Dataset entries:
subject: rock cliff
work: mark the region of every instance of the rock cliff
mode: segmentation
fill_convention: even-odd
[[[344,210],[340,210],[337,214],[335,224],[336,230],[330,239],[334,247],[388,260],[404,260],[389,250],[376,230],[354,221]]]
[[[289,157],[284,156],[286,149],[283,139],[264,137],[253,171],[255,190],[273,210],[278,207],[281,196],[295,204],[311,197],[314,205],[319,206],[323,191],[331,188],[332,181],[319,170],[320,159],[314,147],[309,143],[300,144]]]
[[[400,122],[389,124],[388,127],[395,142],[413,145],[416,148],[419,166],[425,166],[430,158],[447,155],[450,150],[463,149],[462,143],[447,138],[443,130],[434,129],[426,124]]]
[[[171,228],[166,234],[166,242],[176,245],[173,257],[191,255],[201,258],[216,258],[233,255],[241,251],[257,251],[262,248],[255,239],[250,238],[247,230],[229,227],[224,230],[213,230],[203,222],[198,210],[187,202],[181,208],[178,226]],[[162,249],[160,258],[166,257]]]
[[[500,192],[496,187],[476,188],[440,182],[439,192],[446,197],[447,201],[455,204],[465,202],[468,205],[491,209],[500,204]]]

## YOUR INSTRUCTIONS
The records above need to be output again, verbatim.

## SOLUTION FOR THIS EXERCISE
subject: rock cliff
work: mark the region of every instance of the rock cliff
mode: segmentation
fill_convention: even-odd
[[[344,210],[340,210],[337,214],[335,224],[336,230],[330,239],[334,247],[388,260],[404,260],[389,250],[376,230],[354,221]]]
[[[289,157],[284,156],[286,149],[283,139],[264,137],[253,171],[255,190],[273,210],[278,207],[281,196],[295,204],[311,197],[314,205],[319,206],[323,191],[331,188],[332,181],[319,170],[320,159],[314,147],[309,143],[300,144]]]
[[[400,122],[389,124],[388,127],[395,142],[413,145],[416,148],[419,166],[425,166],[430,158],[447,155],[450,150],[463,149],[462,143],[447,138],[443,130],[434,129],[426,124]]]
[[[171,228],[166,234],[166,242],[176,245],[173,257],[191,255],[201,258],[216,258],[233,255],[241,251],[257,251],[262,248],[255,239],[250,238],[247,230],[229,227],[224,230],[213,230],[203,222],[198,210],[187,202],[181,208],[178,226]],[[162,249],[160,258],[166,257]]]
[[[500,192],[496,187],[476,188],[440,182],[439,192],[446,197],[447,201],[455,204],[465,202],[468,205],[491,209],[500,204]]]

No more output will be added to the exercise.